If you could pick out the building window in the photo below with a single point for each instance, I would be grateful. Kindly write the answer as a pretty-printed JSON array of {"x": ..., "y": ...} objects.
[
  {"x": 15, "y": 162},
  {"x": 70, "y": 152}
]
————————
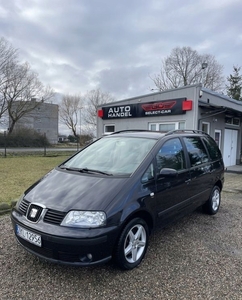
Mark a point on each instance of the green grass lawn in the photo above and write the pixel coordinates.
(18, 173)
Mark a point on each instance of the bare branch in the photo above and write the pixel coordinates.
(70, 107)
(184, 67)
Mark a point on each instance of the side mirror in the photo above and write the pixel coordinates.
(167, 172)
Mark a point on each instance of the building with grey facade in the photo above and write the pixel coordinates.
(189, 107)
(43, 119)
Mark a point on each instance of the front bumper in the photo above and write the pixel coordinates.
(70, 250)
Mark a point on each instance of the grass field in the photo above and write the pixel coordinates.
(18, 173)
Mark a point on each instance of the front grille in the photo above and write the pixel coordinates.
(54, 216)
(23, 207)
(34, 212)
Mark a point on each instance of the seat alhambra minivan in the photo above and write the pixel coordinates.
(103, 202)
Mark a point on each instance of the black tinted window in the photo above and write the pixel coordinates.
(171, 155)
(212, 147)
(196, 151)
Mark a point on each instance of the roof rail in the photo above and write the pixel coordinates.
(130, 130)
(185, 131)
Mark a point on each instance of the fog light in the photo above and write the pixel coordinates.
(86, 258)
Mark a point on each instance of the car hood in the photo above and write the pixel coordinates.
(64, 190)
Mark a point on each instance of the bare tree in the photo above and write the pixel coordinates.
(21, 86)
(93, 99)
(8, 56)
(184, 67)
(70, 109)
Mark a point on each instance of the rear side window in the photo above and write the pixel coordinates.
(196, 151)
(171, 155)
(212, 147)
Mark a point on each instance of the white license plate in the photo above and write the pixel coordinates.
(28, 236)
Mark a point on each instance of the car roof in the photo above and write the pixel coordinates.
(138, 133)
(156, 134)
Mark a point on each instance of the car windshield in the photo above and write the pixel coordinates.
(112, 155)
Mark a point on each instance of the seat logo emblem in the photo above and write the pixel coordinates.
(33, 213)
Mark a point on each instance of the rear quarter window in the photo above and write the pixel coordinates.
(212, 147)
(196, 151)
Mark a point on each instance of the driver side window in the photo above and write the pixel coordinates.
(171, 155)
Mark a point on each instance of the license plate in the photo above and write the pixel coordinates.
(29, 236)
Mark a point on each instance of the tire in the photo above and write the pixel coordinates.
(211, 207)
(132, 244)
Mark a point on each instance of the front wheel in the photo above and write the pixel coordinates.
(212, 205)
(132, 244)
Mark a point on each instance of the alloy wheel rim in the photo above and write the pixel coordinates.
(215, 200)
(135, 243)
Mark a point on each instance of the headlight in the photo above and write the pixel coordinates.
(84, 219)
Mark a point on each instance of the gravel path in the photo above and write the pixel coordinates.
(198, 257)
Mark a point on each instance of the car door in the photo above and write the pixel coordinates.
————————
WHAT YOU WILL DO.
Print exactly the lines above from the one with "Mark a point on each instance of the gravel" to the one with "Mark a point on each instance of the car door", including both.

TASK SOLUTION.
Mark a point on each instance of the gravel path in the photo above and write the pixel coordinates.
(198, 257)
Mark a point on each instance of the car door in the photo above and write the pixel coordinates.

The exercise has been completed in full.